:: Extrait du document ::
De nombreux mandats de directeurs de théâtres nationaux ou de centres dramatiques arrivent à échéance d'ici la fin de l'année 2000. Si on y ajoute ceux qui seront également dans ce cas en 2001, nous nous trouvons face à un nombre très significatif de nominations à effectuer (24 entre les théâtres nationaux, les centres dramatiques nationaux et régionaux).
La recherche de la tranquillité pourrait m'inciter à reconduire les uns et les autres dans les postes qu'ils occupent actuellement. Il est vrai que je risquerais alors de me faire taxer d'immobilisme, de manque d'audace ou d'imagination.
Mais mon objectif n'est pas la recherche de la tranquillité.
Mes objectifs, vous les connaissez et je n'en changerai pas. Par rapport au sujet qui nous réunit aujourd'hui, je les résumerai en trois lignes :
1. Soutenir la création et notamment la jeune création
2. Faire droit à la diversité des styles, des genres, des expressions qui correspondent à la diversité des attentes des publics ;
3. Favoriser le développement d'un théâtre citoyen ouvert sur son environnement. C'est l'application de la charte des missions de service public du spectacle vivant, document qui définit les fondements de ma politique dans le domaine du spectacle vivant.
:::
* _Consigne_: Rédigez la suite du texte sur les nominations à la tête des théâtres nationaux et des centres dramatiques, en reprenant juste après sa dernière phrase.
:: Données extraites ::
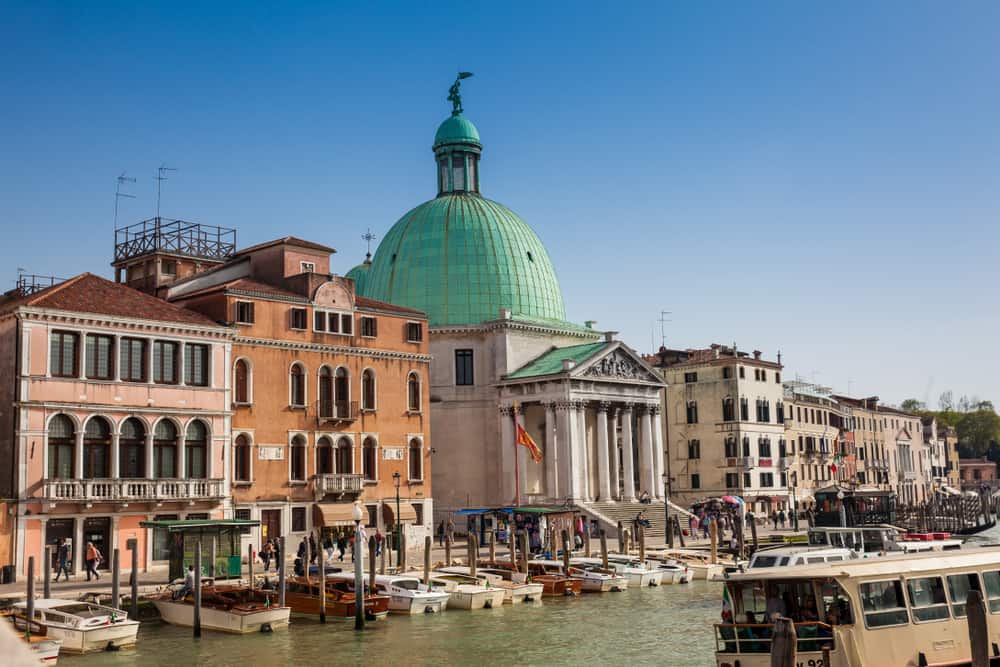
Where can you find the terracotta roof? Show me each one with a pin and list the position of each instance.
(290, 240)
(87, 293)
:::
:: Données extraites ::
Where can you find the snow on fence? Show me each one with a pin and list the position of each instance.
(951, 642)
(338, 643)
:::
:: Données extraites ::
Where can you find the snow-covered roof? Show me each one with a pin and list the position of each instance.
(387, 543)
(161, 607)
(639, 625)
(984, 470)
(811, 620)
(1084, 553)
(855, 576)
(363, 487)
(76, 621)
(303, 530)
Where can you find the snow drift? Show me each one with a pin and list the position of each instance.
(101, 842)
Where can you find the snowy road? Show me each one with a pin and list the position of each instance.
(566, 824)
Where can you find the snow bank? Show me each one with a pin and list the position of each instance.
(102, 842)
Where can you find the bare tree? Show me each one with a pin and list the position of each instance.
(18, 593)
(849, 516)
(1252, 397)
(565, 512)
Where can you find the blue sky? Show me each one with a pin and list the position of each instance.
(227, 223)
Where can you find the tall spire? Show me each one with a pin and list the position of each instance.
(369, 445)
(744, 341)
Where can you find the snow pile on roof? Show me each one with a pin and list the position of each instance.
:::
* _Production attendue_:
Les nominations à la tête des théâtres publics constituent, bien entendu, un moment important, sinon fondamental, de l'application de cette politique. Je l'assume comme tel, sans ignorer les difficultés inhérentes à l'exercice de cette responsabilité.
Je ne m'étendrai pas sur les répercussions médiatiques des passions que soulèvent depuis toujours ces questions. En matière de nomination, chacun a son point de vue. C'est bien normal. J'ai donc le mien, qui ne doit rien à l'improvisation.
J'insisterai quelques instants sur les conditions de ces nominations.
Les scènes publiques n'ont pas toutes le même statut et le pouvoir de nomination du ministre ne s'exerce pas de la même façon selon les cas.
En ce qui concerne les théâtres nationaux, la responsabilité du ministre est pleine et entière. Les procédures de nomination sont également à sa discrétion. Pour ma part, cela ne m'empêche nullement d'écouter les avis et les suggestions des uns et des autres mais ensuite, il faut trancher et le faire à temps.
Pour les centres dramatiques nationaux, la ministre et ses services ne sont pas seuls en cause. Les collectivités locales, qui cofinancent, pour une part significative, ont également leur mot à dire. Il y a donc une nécessaire concertation qui peut prendre du temps et c'est finalement le ministre qui nomme.
Dans le cas des scènes nationales et des centres chorégraphiques, ce sont les associations de gestion qui proposent, la ministre étant appelée à agréer ce choix.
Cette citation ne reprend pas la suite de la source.